§ **Page excerpt**

'''

An Ideal Husband, also known as Oscar Wilde's An Ideal Husband, is a 1947 British comedy film adaptation of the 1895 play by Oscar Wilde. It was made by London Film Productions and distributed by British Lion Films (UK) and Twentieth Century-Fox Film Corporation (USA). It was produced and directed by Alexander Korda from a screenplay by Lajos Bíró from Wilde's play. The music score was by Arthur Benjamin, the cinematography by Georges Périnal, the editing by Oswald Hafenrichter and the costume design by Cecil Beaton.  This was Korda's last completed film as a director, although he continued producing films into the next decade.

The film stars Paulette Goddard, Michael Wilding, Diana Wynyard, Hugh Williams, C. Aubrey Smith, Glynis Johns and Constance Collier.

'''

Pointing dataset records
'''

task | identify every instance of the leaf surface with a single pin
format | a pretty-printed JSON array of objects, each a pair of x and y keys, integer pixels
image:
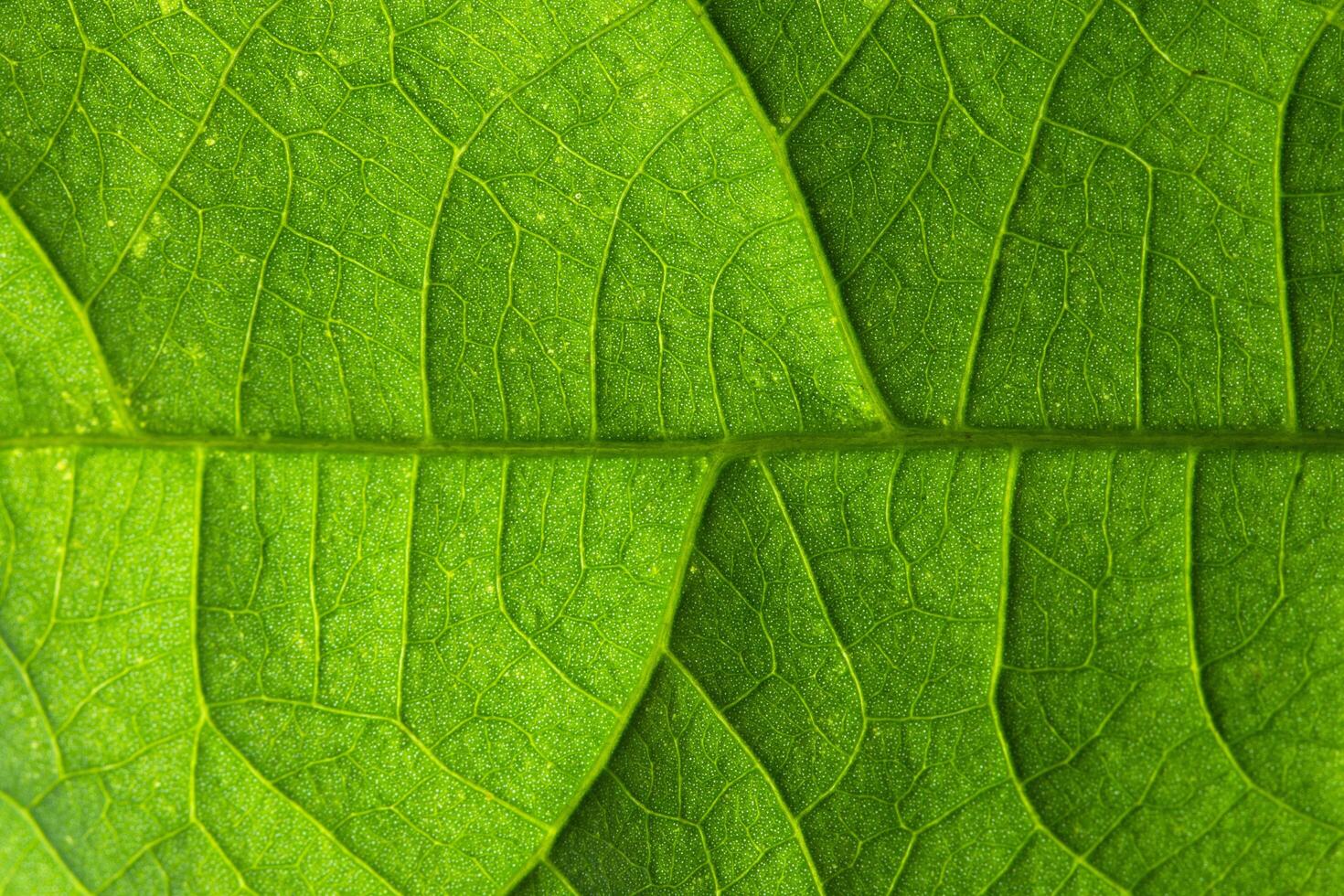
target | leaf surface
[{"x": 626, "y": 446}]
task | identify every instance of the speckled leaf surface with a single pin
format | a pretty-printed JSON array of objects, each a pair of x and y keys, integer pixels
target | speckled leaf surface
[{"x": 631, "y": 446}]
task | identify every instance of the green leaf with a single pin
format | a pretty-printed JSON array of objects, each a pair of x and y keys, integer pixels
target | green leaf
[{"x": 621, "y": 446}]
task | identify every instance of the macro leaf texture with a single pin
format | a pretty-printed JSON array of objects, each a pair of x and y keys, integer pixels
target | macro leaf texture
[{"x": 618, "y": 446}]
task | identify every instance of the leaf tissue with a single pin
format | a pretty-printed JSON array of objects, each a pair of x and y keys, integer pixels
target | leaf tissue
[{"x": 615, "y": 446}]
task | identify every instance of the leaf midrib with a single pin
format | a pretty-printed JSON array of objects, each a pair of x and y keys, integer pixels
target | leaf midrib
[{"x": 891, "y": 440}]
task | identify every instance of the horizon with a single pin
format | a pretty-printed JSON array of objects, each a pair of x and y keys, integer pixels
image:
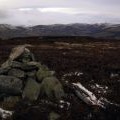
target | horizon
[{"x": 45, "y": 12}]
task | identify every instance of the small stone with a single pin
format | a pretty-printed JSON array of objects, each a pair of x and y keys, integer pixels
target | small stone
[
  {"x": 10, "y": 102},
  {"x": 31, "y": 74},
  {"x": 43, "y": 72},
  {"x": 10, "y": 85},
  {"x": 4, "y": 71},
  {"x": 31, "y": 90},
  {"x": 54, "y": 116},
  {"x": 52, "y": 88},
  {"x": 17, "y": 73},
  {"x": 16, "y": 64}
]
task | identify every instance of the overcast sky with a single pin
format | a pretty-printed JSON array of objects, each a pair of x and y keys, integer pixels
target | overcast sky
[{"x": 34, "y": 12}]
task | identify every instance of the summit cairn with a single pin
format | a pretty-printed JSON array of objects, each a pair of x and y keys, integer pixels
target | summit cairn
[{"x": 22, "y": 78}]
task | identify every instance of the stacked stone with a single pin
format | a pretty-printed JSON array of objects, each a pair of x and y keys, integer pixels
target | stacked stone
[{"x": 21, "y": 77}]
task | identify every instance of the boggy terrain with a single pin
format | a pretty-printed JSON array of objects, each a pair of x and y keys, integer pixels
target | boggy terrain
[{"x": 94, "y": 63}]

'''

§ **Problem to solve**
Repeat the passage about the film An Ideal Husband word for word, from "An Ideal Husband, also" up to and including "and Constance Collier.". Rely only on the passage about the film An Ideal Husband.

§ **Solved exercise**
An Ideal Husband, also known as Oscar Wilde's An Ideal Husband, is a 1947 British comedy film adaptation of the 1895 play by Oscar Wilde. It was made by London Film Productions and distributed by British Lion Films (UK) and Twentieth Century-Fox Film Corporation (USA). It was produced and directed by Alexander Korda from a screenplay by Lajos Bíró from Wilde's play. The music score was by Arthur Benjamin, the cinematography by Georges Périnal, the editing by Oswald Hafenrichter and the costume design by Cecil Beaton.  This was Korda's last completed film as a director, although he continued producing films into the next decade.

The film stars Paulette Goddard, Michael Wilding, Diana Wynyard, Hugh Williams, C. Aubrey Smith, Glynis Johns and Constance Collier.